# Exercise goal:
From the material below, return every line that contains the string "mountain". Copy each line whole and without changes.

# Data supplied:

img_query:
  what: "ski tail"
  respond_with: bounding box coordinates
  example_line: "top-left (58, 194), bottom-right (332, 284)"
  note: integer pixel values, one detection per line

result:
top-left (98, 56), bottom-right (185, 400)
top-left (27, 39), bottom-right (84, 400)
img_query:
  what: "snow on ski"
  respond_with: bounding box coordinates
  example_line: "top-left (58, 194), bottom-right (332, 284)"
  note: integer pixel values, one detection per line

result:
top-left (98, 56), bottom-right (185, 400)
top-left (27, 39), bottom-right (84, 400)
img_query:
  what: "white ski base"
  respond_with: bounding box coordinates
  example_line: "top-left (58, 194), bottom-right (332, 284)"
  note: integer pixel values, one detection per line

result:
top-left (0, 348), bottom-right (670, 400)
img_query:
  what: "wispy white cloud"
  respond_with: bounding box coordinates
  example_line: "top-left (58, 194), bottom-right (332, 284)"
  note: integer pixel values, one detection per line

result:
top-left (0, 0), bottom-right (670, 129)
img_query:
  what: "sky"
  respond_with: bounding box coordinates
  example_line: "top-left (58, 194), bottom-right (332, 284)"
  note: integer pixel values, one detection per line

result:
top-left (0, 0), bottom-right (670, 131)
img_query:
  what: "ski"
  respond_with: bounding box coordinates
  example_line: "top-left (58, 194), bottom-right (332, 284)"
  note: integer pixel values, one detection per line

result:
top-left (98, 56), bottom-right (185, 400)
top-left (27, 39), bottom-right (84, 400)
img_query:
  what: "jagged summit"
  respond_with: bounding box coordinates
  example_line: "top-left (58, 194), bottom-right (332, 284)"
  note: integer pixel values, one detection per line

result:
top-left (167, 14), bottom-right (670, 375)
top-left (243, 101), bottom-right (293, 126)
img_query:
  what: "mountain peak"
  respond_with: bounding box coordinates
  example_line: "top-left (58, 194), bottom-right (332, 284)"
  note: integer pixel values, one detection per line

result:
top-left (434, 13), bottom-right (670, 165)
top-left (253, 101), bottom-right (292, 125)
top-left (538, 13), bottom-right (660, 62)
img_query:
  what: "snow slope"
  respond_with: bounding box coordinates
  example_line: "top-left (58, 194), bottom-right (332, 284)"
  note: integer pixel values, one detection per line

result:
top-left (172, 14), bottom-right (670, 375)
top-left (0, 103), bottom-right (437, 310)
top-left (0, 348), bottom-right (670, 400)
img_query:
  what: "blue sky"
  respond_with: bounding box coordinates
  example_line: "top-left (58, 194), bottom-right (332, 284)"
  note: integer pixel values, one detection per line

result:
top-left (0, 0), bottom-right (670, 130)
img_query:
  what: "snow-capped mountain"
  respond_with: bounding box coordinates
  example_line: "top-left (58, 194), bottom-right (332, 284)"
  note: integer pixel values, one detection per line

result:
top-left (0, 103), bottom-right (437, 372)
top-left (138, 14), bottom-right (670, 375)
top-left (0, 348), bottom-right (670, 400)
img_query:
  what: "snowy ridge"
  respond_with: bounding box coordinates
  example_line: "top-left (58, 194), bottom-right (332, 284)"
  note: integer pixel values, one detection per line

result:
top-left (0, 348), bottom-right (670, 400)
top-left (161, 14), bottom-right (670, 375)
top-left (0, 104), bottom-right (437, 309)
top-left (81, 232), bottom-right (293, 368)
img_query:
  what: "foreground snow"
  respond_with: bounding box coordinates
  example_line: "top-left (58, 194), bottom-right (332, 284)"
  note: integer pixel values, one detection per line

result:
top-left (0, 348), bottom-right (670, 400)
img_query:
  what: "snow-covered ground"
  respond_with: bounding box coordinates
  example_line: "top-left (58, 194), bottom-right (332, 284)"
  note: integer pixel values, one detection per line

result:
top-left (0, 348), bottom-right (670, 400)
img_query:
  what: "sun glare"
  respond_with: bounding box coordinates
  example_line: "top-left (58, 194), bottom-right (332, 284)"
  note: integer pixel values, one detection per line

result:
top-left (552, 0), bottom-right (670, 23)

# Worked solution:
  what: "mountain peak"
  what: "snow-capped mountain"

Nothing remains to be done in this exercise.